WRITTEN TASK: Each line from the one that holds "Target: stupa spire" to the end of the records is to be retyped exactly. Pictures are not part of the copy.

Data listing
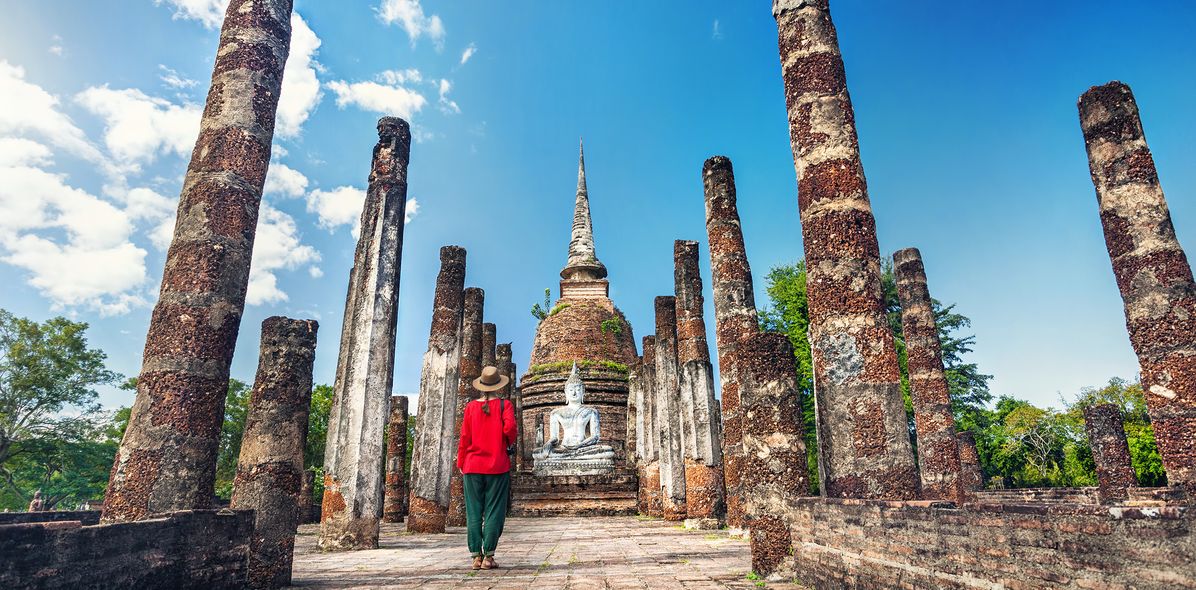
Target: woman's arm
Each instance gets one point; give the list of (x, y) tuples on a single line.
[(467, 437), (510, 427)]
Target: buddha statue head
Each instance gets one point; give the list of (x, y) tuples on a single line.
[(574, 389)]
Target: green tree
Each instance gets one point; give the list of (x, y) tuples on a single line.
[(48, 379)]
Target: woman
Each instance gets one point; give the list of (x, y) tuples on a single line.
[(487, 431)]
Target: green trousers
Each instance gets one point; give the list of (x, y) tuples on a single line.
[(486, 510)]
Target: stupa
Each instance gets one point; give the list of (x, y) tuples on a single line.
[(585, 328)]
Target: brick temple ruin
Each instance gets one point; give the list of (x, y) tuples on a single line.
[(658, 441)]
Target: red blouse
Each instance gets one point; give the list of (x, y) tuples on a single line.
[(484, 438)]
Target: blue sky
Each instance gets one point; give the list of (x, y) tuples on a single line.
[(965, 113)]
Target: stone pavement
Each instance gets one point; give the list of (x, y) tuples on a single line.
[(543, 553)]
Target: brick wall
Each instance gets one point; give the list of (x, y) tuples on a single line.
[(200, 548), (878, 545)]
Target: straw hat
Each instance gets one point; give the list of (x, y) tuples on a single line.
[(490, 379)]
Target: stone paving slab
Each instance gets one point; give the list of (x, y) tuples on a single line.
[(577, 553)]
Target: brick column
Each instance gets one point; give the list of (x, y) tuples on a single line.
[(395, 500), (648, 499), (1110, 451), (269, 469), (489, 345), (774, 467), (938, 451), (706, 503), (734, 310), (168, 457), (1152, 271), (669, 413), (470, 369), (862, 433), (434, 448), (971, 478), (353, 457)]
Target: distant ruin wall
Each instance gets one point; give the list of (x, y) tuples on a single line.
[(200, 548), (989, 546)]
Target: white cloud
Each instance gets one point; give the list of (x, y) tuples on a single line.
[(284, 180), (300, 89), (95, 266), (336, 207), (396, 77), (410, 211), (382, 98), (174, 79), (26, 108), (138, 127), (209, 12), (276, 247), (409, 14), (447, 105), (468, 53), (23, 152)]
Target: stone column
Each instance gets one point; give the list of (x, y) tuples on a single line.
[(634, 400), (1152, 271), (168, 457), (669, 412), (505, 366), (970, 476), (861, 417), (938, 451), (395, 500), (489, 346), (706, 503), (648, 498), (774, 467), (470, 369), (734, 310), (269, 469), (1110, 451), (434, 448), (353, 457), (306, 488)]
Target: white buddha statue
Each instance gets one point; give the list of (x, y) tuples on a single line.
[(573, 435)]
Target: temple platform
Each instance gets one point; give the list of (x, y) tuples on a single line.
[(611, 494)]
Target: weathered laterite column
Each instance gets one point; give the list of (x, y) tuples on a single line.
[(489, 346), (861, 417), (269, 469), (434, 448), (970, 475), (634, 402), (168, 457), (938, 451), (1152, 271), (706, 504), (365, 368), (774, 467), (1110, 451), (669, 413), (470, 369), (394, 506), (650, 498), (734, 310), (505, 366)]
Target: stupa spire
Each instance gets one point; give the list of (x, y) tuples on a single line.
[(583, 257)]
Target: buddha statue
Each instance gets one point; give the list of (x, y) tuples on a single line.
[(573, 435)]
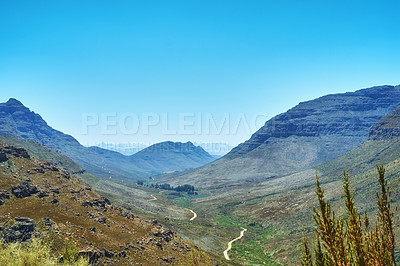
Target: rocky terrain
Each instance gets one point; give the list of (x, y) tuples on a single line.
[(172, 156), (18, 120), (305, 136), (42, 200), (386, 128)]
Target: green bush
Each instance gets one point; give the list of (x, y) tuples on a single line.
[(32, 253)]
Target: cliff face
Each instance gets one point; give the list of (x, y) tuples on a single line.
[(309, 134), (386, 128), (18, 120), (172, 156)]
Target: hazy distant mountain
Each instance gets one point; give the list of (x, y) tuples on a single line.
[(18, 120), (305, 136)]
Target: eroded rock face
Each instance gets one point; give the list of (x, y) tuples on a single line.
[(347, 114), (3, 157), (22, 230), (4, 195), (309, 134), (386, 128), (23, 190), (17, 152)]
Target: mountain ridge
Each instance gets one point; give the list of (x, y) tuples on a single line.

ANSWER TO THIS PROBLEM:
Target: stupa spire
Each instance gets one point; give the list of (x, y) tuples on a single line.
[(583, 257)]
Target: buddha statue
Each instance gets one point; give the list of (x, y) tuples on a single line.
[(573, 435)]
Target: rocky terrain
Each instance gets one point; give the list of (x, y) tuples on a single line.
[(172, 156), (18, 120), (305, 136), (42, 200), (386, 128)]
Target: green bush
Each instance gets one point; give the list of (x, y) tuples on a single line.
[(32, 253)]
Target: cliff face
Each instance gets one point; give the list of (x, y) tuples on a single line.
[(309, 134), (386, 128), (18, 120), (172, 156)]
Target: hazy distant mountain
Each instance gets one point; give the list of (x, y) tuples on a single line.
[(18, 120), (305, 136)]
Target: eroded rock face
Each instance gets one point; give the list of (x, y) tuples on a single line.
[(347, 114), (3, 157), (22, 230), (4, 195), (309, 134), (386, 128), (23, 190), (17, 152)]
Target: mountain ridge
Each instance gets one point; give the list of (x, y) tuples on a single line.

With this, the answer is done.